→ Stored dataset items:
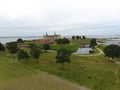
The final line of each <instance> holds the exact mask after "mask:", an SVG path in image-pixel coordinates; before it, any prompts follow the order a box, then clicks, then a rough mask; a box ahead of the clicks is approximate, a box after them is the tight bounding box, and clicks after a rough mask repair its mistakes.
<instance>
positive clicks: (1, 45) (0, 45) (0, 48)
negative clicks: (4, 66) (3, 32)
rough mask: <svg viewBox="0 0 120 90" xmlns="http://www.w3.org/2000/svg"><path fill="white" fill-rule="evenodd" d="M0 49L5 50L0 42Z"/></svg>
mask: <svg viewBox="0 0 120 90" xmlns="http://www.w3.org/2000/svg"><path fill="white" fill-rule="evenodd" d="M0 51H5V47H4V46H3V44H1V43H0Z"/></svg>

→ Task details: Copy every record above exactly, leaving out the pictures.

→ Your solution:
The final line of each <instance> holds the exact mask after "mask:", an SVG path in image-pixel coordinates; before it, any prompts follow the order a box, then clicks, then a rough mask; a box ahead of the clicks is approximate, a box after them is the tight bounding box, and clicks after a rough mask repair its mistakes.
<instance>
positive clicks: (1, 45) (0, 45) (0, 48)
negative clicks: (4, 66) (3, 32)
rough mask: <svg viewBox="0 0 120 90" xmlns="http://www.w3.org/2000/svg"><path fill="white" fill-rule="evenodd" d="M0 49L5 50L0 42Z"/></svg>
mask: <svg viewBox="0 0 120 90" xmlns="http://www.w3.org/2000/svg"><path fill="white" fill-rule="evenodd" d="M0 51H5V47H4V46H3V44H1V43H0Z"/></svg>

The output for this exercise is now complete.